A block of data:
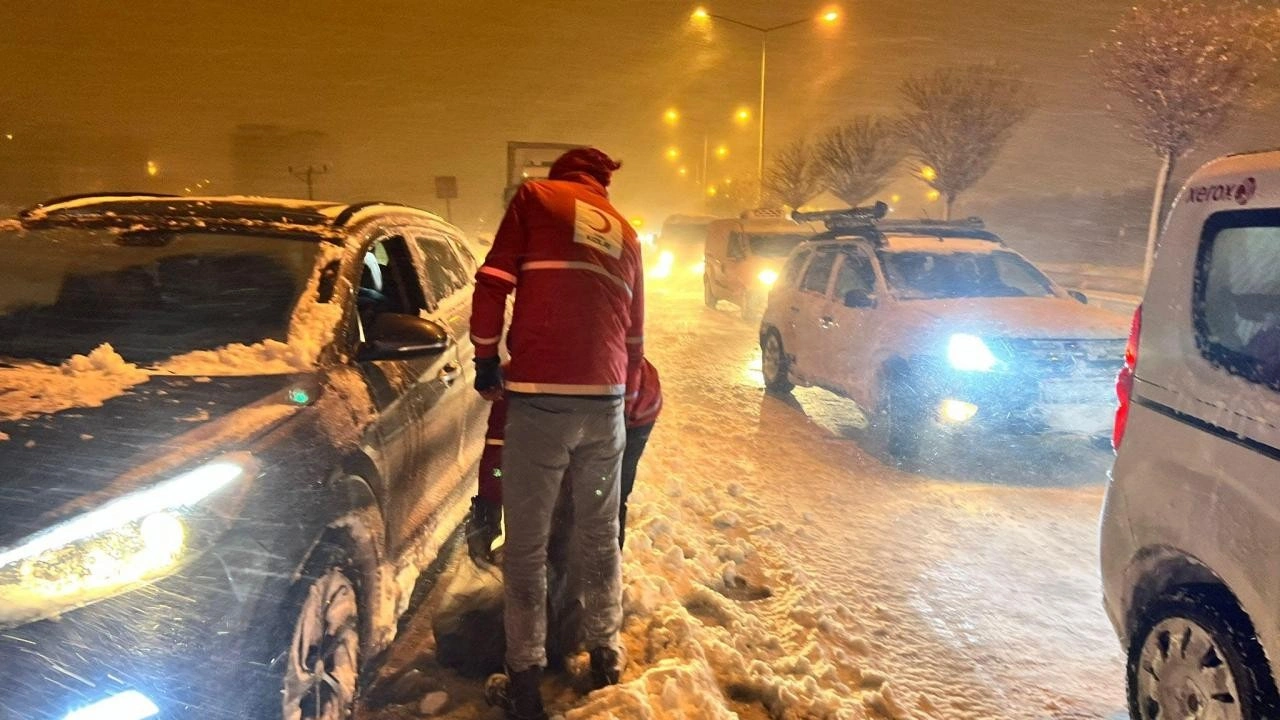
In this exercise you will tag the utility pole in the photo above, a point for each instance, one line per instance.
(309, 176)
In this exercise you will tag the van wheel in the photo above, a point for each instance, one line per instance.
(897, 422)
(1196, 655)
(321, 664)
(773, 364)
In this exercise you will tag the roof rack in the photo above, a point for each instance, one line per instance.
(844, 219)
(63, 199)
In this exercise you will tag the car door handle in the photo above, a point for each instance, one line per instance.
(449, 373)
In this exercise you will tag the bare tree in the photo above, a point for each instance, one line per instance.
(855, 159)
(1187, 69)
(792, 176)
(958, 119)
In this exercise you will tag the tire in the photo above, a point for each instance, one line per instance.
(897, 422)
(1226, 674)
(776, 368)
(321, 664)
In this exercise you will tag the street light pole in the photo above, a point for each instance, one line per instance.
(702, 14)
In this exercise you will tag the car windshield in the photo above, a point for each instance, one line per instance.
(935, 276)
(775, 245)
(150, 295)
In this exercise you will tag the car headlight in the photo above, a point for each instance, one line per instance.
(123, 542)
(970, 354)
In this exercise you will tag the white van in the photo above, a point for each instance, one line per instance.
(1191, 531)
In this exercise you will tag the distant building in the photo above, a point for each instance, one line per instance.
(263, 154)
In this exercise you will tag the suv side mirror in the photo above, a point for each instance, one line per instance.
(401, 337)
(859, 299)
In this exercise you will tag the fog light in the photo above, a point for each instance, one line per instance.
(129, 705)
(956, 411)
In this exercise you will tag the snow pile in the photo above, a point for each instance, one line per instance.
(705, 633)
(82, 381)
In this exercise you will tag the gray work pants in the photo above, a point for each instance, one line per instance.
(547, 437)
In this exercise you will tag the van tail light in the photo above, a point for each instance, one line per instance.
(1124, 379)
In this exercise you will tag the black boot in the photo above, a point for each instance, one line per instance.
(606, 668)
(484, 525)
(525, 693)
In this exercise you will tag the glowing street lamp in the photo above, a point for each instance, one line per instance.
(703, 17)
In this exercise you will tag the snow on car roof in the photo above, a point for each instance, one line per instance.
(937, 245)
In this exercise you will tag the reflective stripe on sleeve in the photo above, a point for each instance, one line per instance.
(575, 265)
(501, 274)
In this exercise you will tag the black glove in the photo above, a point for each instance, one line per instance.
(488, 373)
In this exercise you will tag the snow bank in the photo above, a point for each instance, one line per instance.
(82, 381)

YOUR TASK: Repeat every line of the records above word for word, but leave the pictures out.

RESULT OF THIS EXERCISE:
In this exercise you will tag the utility pole in the photo above, a point for each instance, one line per instance.
(309, 176)
In this exercise you will tag the van wheel in the photo above, a point for each instance, one line per instance.
(897, 422)
(1196, 655)
(321, 664)
(773, 364)
In this exercise you will tag the roof rack in the photo above, a point for each instance, one line per instance.
(844, 219)
(63, 199)
In this exercise you will tag the car door handle in the photo above, a point for each instance, one line per instance.
(449, 373)
In this exercise you will tag the bare tree in the photo above, a point for each instance, one line per instance.
(855, 159)
(1187, 69)
(792, 176)
(958, 119)
In this exercise you will tag the tire in the photo above, a point for each instance, one line per instance.
(897, 422)
(1226, 674)
(776, 368)
(321, 664)
In this exercise you will tag the street light pole in the photo above, a point for each instance, one line per instance.
(702, 14)
In this exercise you will tag the car windshield in the photo above, a point for each instance, one line per instance.
(935, 276)
(775, 245)
(150, 295)
In this exercise you will tag the car headlight in the photo above, a point for each instance, one line per instance.
(123, 542)
(970, 354)
In this exercise you will tag the white van in the photo above, a point for each instance, one line per instance.
(1191, 531)
In this exercise you will tag the distant building in the photo above, a point for each instance, one line per instance.
(263, 154)
In this exercise you will tag the suv side mirror in the photo above, a point for each instance, one line per instance.
(401, 337)
(859, 299)
In this exercise you will tag the fog light in the photo above, a point for each instance, one line per instance.
(129, 705)
(956, 411)
In this exercise you will tag the snow pile in the photo above, a point for each instance, one line per instance.
(705, 633)
(82, 381)
In this exercise you will tag the gray work pants in the photo above, a point for each instance, one line per instance.
(547, 437)
In this exercise you will tag the van tail light in the photo above, a point for each instance, one line per instance.
(1124, 379)
In this exercise you will tag the black boot in the photo above, a point for each instance, one line per instance.
(606, 668)
(484, 525)
(525, 693)
In this exercise you will tag the glowing street lamp in the photo above, a point for each instance, one line per instance.
(703, 17)
In this exercise you will tag the snow on car roof in the photo above, a point for each instance, one line per instance.
(937, 245)
In this exercise you will tag the reflective stripe on sleeve in the photo above, a point for each instance, one line per instance.
(575, 265)
(501, 274)
In this exercise you will tag the black glove in the photo above, a point for each instance, one line per instance.
(488, 373)
In this exercise you will tag the snow bank in the photo above, a point for each instance, one line per instance.
(82, 381)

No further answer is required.